**YOUR OBJECTIVE**
Reproduce the rows below, swapping every instance of "single-line" for "one-line" and keeping everything else unchanged.

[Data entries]
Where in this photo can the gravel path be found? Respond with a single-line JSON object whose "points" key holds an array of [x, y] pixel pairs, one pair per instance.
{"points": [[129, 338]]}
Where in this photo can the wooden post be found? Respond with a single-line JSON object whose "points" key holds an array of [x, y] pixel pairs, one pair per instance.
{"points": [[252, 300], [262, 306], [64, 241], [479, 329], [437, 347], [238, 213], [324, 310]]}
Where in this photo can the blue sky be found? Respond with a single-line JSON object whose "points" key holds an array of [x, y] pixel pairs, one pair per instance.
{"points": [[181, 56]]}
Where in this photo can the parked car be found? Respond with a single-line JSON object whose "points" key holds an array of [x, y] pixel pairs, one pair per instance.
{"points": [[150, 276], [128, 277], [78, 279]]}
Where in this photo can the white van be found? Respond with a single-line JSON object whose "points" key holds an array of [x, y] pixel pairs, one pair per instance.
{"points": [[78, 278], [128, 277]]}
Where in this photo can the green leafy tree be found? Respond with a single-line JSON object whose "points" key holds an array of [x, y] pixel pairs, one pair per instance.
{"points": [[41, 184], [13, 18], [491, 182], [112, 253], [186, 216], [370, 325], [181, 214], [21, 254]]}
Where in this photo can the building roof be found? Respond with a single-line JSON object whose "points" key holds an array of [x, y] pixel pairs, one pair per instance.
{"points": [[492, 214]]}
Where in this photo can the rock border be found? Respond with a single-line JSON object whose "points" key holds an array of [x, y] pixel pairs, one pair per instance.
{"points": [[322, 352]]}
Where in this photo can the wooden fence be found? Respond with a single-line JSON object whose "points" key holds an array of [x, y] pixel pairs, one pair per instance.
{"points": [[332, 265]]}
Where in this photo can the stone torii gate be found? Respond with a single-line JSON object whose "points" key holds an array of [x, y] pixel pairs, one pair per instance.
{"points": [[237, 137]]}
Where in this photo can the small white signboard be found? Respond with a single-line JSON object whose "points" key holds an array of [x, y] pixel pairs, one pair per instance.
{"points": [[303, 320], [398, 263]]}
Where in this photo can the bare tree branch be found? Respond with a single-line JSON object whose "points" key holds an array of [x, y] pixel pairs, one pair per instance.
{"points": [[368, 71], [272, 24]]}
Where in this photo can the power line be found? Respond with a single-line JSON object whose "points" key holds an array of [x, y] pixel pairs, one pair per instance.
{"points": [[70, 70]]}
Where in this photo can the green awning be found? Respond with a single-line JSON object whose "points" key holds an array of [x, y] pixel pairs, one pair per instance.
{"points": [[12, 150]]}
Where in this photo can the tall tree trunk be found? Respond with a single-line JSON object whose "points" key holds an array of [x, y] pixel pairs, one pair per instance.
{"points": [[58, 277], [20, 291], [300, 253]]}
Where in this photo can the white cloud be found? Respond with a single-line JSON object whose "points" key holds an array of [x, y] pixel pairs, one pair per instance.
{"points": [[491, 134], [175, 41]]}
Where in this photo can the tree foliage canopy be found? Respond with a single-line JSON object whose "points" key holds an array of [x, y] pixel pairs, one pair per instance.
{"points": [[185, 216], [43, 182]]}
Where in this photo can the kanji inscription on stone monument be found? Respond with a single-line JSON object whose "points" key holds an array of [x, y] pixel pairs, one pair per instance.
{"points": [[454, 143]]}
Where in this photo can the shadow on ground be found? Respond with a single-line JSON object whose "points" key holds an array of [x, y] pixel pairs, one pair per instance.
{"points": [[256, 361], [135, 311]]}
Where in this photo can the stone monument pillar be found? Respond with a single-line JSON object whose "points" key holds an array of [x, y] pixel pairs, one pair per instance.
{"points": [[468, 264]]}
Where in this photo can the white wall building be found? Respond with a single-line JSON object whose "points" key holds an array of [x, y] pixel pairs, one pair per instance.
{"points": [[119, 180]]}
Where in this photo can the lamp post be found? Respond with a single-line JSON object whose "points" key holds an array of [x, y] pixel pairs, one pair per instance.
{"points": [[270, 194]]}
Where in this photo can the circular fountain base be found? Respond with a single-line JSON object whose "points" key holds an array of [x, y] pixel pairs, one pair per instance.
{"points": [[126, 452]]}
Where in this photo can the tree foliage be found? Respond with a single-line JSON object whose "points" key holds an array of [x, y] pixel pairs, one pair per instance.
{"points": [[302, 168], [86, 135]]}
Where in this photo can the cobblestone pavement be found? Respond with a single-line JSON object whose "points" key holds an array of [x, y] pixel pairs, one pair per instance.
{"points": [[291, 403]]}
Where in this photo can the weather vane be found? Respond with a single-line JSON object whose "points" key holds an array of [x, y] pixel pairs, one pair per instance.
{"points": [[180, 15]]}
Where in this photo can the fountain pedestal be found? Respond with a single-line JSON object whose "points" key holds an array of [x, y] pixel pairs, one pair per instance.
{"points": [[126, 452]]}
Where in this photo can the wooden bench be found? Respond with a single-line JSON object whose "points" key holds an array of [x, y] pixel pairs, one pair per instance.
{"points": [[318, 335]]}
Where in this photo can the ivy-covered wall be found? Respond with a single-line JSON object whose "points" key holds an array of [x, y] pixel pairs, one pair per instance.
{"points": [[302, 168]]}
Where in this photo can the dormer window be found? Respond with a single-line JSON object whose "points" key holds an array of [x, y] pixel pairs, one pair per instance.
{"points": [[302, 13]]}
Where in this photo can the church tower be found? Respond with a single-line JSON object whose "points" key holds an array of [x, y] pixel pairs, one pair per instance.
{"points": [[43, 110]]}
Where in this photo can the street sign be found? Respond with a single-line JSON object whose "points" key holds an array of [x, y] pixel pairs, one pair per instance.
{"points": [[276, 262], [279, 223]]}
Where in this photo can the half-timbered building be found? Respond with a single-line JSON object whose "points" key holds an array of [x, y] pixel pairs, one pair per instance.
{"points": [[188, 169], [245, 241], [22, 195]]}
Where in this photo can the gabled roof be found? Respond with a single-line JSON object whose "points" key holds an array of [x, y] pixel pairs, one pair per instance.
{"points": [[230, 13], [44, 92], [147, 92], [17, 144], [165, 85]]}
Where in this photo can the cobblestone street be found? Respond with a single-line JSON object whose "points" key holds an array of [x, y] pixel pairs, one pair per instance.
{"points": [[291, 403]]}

**SOLUTION BELOW**
Where in this photo can the gravel path be found? Respond with a one-line JSON object whose "points" key holds an array of [x, y] pixel pairs, one pair per instance.
{"points": [[129, 338]]}
Where in this photo can the wooden post be found? Respond with a one-line JSON object whose "points" key holds an array of [x, y] pixel pairs, one pair per instance.
{"points": [[252, 300], [262, 306], [64, 241], [479, 329], [437, 347], [238, 213], [324, 310]]}
Where in this photo can the blue sky be found? Respond with a one-line JSON object whose "points" key holds an array of [x, y] pixel pairs, one pair per instance.
{"points": [[181, 56]]}
Where in this photo can the parked car be found? Respond with a one-line JSON object whose "points" key holds an array of [x, y] pixel pairs, one pair per instance.
{"points": [[150, 276], [128, 277], [78, 279]]}
Where in this photo can the white van be found? Respond with a one-line JSON object whose "points" key holds an array of [x, y] pixel pairs, one pair per instance.
{"points": [[78, 278], [128, 277]]}
Where in this photo can the green leafy tree be found? Respond with a one-line JSON object whose "points" key holds an array of [x, y] pixel pairs, one pair per instance.
{"points": [[41, 184], [13, 18], [491, 182], [112, 253], [186, 216], [370, 325], [181, 214], [21, 254]]}
Where in this photo can the building roof be found? Respond with a one-line JSON object whose "points" key holds an array of [x, y] pixel pairs, one pair per instance.
{"points": [[492, 214]]}
Where in this photo can the rock border be found? Respond with a one-line JSON object whose "points" key holds an array of [x, y] pixel pairs, one pair per instance.
{"points": [[322, 352]]}
Where in this photo can the wooden fence be found? Respond with a one-line JSON object whose "points" key holds an array of [x, y] pixel pairs, one pair per instance.
{"points": [[332, 265]]}
Where in this photo can the stone torii gate be found? Respond with a one-line JSON object whose "points" key holds an array of [x, y] pixel pairs, one pair per instance.
{"points": [[237, 137]]}
Where in this photo can the small white signboard be found? Respond with a one-line JSON object whose "points" key holds an array of [x, y] pixel pairs, one pair per instance.
{"points": [[303, 320], [398, 263]]}
Where in this photo can the bare tree branch be found? Respond with a one-line JSON object whose "points" key holds an array of [x, y] pixel pairs, one pair per instance.
{"points": [[368, 71], [272, 24]]}
Where in this photo can the power line be found? Respond with a one-line JSON object whose "points" key holds an array of [x, y] pixel pairs, one pair per instance.
{"points": [[70, 70]]}
Where in this photo can the green awning be found? Respond with a one-line JSON object whose "points" key holds an array of [x, y] pixel pairs, one pair per instance.
{"points": [[12, 150]]}
Where in this photo can the tall tree trunk be found? Respond with a one-line JSON object whose "points" key holds an array of [x, y] pixel pairs, one pair per instance.
{"points": [[58, 277], [20, 291], [300, 253]]}
Where in this photo can the white cloud be found? Respond with a one-line JSON object whose "points" key holds an array of [x, y] pixel pairs, one pair per instance.
{"points": [[491, 134], [175, 41]]}
Where in this photo can the tree foliage canopy be found? Respond with a one-line JSON object whose "points" key holds an array of [x, y] pixel pairs, one pair per instance.
{"points": [[185, 216], [43, 182]]}
Where in this photo can the kanji inscription on stone monument be found? Respond with a one-line JSON object whose "points" key holds an array of [x, y] pixel pairs, one pair per instance.
{"points": [[454, 143]]}
Where in this photo can the shadow on ground be found? Respond with a one-line JSON object whose "points" key holds an array of [x, y] pixel pairs, one pair per instance.
{"points": [[256, 361], [135, 311]]}
Where in this photo can the stone monument pillar be found? Respond with a one-line JSON object whose "points" key holds an array of [x, y] pixel pairs, one pair per instance.
{"points": [[468, 264]]}
Where in this photo can the white wall building be found? Respond with a one-line JSON object whose "points" key holds an array of [x, y] pixel pairs, one pair per instance.
{"points": [[119, 180]]}
Where in this photo can the lamp post be found? Respond with a one-line JSON object whose "points" key holds an array of [x, y] pixel pairs, one pair per instance.
{"points": [[270, 194]]}
Where in this photo can the circular fountain base be found? Respond with a one-line JSON object whose "points" key holds an array of [x, y] pixel pairs, one pair per instance.
{"points": [[126, 452]]}
Where in this photo can the tree foliage be found? Respond with a one-line JSON object whose "points" key holds an array of [x, y] pixel pairs, one pair per instance.
{"points": [[302, 168], [86, 135]]}
Where in this photo can the cobblestone pavement be found? Respond with a one-line JSON object whose "points" key holds an array of [x, y] pixel pairs, one pair per instance.
{"points": [[291, 403]]}
Where in this photo can the weather vane be found? Respond with a one-line JSON object whose "points" key holds an array of [x, y] pixel pairs, one pair per instance.
{"points": [[180, 15]]}
Where in this photo can the fountain pedestal be found? Respond with a one-line JSON object whose "points" key holds an array of [x, y] pixel pairs, one pair per instance.
{"points": [[126, 452]]}
Where in this photo can the wooden bench be found? Respond with a one-line JSON object whose "points" key holds an array of [x, y] pixel pairs, one pair per instance.
{"points": [[318, 335]]}
Where in this photo can the ivy-covered wall be found? Respond with a one-line JSON object whose "points" key holds an array of [x, y] pixel pairs, one pair per instance.
{"points": [[302, 168]]}
Where in this photo can the dormer window be found? Respond with a one-line JSON object whose "points" key holds an array of [x, y] pixel pairs, one pair per instance.
{"points": [[302, 13]]}
Where in this photo can the church tower be found? Respond with a one-line JSON object whose "points" key holds an array of [x, y] pixel pairs, one pair per instance.
{"points": [[43, 110]]}
Where in this photo can the street sign be found? Respond with a one-line JSON object whose "points" key holds an array of [x, y] pixel pairs, one pair per instance.
{"points": [[276, 262], [279, 223]]}
Where in this photo can the half-timbered building be found? Respond with a one-line JSON object whose "points" key holds an array of [x, y] pixel pairs, one pair per instance.
{"points": [[188, 169], [245, 241], [22, 195]]}
Where in this photo can the gabled roof be found? Respond with a one-line JSON object whose "points" key holds an array of [x, y] pixel pairs, one pair per instance.
{"points": [[230, 13], [44, 92], [147, 92], [17, 144], [165, 85]]}
Where in this photo can the cobblestone street be found? Respond with a one-line JSON object whose "points" key holds an array of [x, y] pixel pairs, one pair per instance.
{"points": [[291, 403]]}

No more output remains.